Task to complete: Could you put the records into a numbered list, starting at the line containing "Return boxes for outstretched hand." and ending at the line containing "[273,33,285,61]", with both of those lines included? Use only those lines, skip any blank lines, and leave the pictures out.

--- Begin Entries supplied ---

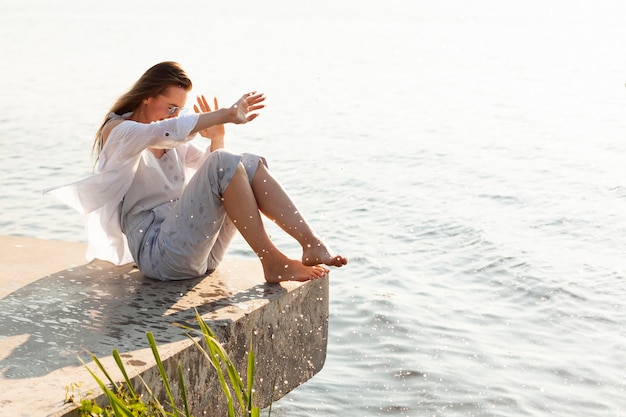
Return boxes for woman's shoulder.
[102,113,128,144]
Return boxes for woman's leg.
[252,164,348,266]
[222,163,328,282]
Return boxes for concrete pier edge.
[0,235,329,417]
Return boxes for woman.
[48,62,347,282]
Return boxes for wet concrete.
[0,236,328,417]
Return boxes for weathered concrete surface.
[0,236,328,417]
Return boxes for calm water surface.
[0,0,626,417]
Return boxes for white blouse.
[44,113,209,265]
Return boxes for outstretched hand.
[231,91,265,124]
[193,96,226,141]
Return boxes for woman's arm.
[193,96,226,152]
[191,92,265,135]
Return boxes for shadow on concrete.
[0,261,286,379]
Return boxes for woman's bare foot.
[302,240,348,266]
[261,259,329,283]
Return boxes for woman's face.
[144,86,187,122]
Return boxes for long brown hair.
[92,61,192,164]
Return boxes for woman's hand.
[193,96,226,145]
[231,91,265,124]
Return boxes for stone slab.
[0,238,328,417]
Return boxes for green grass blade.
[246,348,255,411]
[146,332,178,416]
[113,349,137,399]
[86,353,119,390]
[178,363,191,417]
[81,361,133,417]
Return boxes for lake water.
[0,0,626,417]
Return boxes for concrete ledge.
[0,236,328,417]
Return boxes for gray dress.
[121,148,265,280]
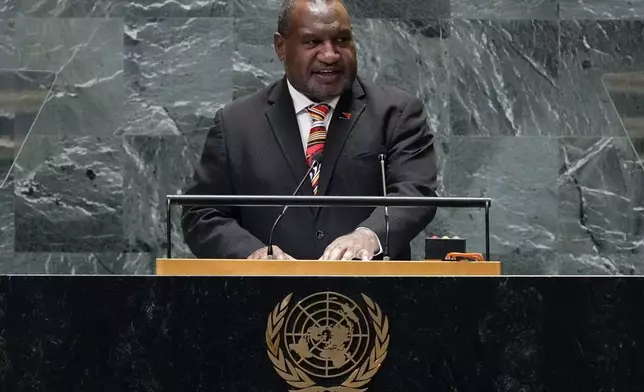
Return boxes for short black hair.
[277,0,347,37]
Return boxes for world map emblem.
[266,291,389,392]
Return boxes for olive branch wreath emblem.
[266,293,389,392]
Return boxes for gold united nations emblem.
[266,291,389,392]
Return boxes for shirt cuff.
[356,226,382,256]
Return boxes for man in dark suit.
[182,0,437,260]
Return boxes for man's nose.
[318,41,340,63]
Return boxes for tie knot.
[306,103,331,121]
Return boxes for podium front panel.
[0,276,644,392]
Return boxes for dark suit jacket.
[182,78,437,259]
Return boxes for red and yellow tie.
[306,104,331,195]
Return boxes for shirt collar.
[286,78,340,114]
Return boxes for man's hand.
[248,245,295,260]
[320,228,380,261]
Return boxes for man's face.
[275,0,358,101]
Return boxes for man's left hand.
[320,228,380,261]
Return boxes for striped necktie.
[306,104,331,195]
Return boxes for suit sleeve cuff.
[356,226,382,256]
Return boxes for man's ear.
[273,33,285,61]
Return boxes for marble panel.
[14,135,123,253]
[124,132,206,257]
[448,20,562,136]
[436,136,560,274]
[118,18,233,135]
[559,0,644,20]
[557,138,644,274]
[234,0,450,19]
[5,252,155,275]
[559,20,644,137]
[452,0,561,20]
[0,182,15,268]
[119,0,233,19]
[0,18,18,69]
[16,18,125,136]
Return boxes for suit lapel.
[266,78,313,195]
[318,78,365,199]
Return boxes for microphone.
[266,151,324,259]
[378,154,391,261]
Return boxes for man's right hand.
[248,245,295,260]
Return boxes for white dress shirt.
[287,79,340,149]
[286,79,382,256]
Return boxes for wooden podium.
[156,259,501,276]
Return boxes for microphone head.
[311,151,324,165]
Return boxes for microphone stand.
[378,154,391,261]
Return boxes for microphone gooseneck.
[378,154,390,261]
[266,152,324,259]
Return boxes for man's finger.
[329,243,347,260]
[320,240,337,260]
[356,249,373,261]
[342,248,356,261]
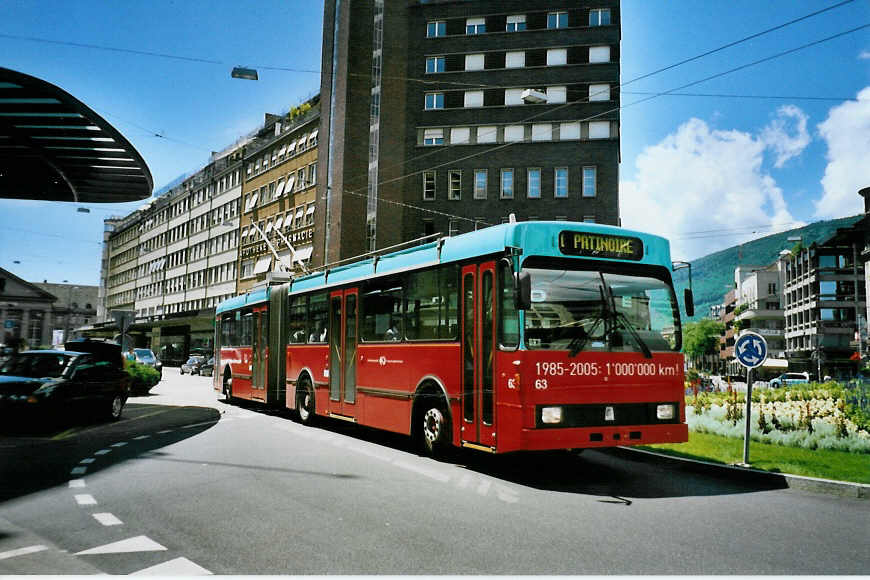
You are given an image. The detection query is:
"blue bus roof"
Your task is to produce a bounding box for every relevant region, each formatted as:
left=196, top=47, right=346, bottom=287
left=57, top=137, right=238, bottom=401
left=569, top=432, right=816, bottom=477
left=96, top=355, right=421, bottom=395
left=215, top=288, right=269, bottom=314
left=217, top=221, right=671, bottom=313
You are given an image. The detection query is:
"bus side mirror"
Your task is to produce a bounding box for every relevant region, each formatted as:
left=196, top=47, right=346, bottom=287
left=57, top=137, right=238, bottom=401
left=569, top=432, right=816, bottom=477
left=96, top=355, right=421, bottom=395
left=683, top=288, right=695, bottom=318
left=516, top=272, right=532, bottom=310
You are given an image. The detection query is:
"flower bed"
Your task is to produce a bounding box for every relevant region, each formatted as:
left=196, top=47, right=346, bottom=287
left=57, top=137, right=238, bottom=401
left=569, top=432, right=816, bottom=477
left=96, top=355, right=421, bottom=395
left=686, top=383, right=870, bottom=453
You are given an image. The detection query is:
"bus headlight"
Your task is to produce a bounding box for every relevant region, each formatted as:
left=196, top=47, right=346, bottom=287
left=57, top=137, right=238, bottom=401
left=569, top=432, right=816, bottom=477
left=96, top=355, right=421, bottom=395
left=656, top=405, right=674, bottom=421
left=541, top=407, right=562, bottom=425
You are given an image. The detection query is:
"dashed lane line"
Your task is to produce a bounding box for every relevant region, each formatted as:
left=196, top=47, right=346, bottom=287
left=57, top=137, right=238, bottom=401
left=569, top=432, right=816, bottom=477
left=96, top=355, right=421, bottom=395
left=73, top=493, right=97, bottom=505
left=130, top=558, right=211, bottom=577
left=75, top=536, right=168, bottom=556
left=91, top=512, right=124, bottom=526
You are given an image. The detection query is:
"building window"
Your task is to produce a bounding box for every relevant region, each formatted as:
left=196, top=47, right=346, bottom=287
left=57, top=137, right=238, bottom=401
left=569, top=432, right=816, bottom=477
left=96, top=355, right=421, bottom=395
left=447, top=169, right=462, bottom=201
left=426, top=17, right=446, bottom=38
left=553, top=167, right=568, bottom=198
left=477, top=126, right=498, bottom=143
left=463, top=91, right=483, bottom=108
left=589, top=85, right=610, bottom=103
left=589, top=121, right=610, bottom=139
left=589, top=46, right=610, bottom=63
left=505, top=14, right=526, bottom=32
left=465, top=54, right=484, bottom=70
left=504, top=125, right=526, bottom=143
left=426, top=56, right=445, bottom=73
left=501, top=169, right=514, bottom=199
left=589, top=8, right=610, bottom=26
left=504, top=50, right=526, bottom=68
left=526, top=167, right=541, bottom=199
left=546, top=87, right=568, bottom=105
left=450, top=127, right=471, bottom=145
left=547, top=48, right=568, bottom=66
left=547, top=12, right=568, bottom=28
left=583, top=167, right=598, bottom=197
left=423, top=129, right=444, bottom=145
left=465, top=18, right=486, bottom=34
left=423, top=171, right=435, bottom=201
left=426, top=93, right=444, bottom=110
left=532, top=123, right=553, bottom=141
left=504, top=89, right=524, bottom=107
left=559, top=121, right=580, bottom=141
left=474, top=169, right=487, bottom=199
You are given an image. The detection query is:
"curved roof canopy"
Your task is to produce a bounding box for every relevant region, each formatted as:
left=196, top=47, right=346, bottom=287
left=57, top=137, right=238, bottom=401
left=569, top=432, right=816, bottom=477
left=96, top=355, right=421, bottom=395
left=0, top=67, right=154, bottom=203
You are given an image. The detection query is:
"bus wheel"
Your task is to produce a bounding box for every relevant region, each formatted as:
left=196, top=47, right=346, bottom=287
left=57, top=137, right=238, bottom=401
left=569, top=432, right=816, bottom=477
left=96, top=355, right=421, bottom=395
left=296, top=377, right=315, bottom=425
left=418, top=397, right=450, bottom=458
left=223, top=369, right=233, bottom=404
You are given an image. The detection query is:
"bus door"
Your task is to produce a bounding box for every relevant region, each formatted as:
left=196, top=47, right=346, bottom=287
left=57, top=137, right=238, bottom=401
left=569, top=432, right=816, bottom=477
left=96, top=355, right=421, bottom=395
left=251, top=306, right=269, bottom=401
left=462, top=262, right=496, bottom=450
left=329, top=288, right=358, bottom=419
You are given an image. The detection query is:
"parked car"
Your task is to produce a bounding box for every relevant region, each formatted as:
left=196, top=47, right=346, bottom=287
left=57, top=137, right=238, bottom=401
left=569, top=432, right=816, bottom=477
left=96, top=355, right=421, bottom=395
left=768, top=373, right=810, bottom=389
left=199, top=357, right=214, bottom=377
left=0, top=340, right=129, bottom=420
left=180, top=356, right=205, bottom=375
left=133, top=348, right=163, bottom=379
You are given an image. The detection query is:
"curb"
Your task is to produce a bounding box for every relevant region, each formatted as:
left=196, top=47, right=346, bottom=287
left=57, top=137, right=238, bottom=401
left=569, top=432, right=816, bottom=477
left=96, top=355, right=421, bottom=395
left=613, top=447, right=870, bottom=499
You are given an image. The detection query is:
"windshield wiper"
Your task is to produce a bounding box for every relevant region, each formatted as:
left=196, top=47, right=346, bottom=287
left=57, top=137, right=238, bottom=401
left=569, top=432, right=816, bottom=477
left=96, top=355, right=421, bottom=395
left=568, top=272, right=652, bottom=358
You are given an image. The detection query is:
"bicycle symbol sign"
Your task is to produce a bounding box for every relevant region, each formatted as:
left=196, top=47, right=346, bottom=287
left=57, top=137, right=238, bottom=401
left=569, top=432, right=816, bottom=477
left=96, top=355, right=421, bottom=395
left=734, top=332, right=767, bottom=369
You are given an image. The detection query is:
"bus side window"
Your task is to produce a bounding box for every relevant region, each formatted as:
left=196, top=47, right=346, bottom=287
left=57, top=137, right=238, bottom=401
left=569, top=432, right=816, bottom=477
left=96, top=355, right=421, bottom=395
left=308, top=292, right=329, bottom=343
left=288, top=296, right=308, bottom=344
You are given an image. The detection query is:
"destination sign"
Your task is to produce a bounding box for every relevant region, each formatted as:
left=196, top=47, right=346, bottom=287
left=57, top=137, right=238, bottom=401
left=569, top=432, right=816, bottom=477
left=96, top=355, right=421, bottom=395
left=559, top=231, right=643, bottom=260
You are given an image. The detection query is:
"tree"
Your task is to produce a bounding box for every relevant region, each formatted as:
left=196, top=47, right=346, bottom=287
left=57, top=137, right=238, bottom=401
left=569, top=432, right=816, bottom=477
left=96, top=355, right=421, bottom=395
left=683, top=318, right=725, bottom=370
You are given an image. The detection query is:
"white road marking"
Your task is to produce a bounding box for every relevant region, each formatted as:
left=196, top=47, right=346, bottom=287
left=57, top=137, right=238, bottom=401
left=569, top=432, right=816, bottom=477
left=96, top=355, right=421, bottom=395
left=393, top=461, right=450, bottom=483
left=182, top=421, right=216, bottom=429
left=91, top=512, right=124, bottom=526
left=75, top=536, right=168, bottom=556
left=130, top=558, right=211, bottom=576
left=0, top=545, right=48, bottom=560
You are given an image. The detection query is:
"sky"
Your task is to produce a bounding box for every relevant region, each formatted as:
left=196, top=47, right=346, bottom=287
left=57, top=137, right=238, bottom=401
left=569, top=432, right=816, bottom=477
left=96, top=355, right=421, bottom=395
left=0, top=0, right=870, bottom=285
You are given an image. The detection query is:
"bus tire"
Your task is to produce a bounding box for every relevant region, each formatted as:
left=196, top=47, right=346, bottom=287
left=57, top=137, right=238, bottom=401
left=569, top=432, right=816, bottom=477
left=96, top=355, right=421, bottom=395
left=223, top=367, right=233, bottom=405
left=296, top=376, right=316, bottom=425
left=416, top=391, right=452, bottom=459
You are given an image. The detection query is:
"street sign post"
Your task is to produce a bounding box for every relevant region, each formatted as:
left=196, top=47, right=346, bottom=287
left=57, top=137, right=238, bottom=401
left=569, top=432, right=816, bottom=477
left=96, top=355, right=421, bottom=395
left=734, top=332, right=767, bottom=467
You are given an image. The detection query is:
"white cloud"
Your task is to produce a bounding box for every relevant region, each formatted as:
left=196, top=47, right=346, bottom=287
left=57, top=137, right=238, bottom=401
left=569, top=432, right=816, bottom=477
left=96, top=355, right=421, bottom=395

--- End Entries supplied ---

Task response:
1. Return boxes for outstretched hand.
2. [231,91,265,124]
3. [193,96,226,141]
4. Return boxes for woman's arm.
5. [193,96,226,152]
6. [191,92,265,135]
7. Return boxes for shadow on concrete.
8. [0,261,286,379]
9. Return boxes for woman's bare foot.
10. [302,240,348,266]
11. [261,259,329,283]
12. Return boxes for woman's face.
13. [144,86,187,122]
14. Return boxes for long brown hair.
15. [92,61,192,164]
16. Return boxes for woman's hand.
17. [193,96,226,145]
18. [231,91,265,124]
19. Return boxes for stone slab.
20. [0,238,328,417]
21. Return boxes for green grass blade.
22. [246,348,255,411]
23. [146,332,178,416]
24. [113,349,137,399]
25. [86,353,119,390]
26. [178,363,191,417]
27. [81,361,133,417]
28. Return boxes for lake water.
29. [0,0,626,417]
30. Return boxes for concrete ledge.
31. [0,236,328,417]
32. Return boxes for gray dress.
33. [121,148,265,280]
34. Return boxes for short black hair.
35. [277,0,347,37]
36. Return boxes for world map emblem.
37. [266,291,389,392]
38. Return boxes for olive branch wreath emblem.
39. [266,293,389,392]
40. Return boxes for gold united nations emblem.
41. [266,291,389,392]
42. Return boxes for shirt cuff.
43. [356,226,382,256]
44. Return boxes for man in dark suit.
45. [182,0,437,260]
46. Return boxes for man's nose.
47. [318,41,340,63]
48. Return boxes for tie knot.
49. [306,103,331,121]
50. Return boxes for podium front panel.
51. [0,276,644,392]
52. Return boxes for dark suit jacket.
53. [182,78,437,259]
54. Return boxes for red and yellow tie.
55. [306,104,331,195]
56. Return boxes for shirt collar.
57. [286,78,340,114]
58. Return boxes for man's hand.
59. [248,245,295,260]
60. [320,228,380,261]
61. Return boxes for man's face.
62. [275,0,358,101]
63. Return boxes for man's left hand.
64. [320,228,380,261]
65. Return boxes for striped necktie.
66. [306,104,331,195]
67. Return boxes for suit sleeve cuff.
68. [356,226,382,256]
69. Return boxes for man's ear.
70. [273,33,285,61]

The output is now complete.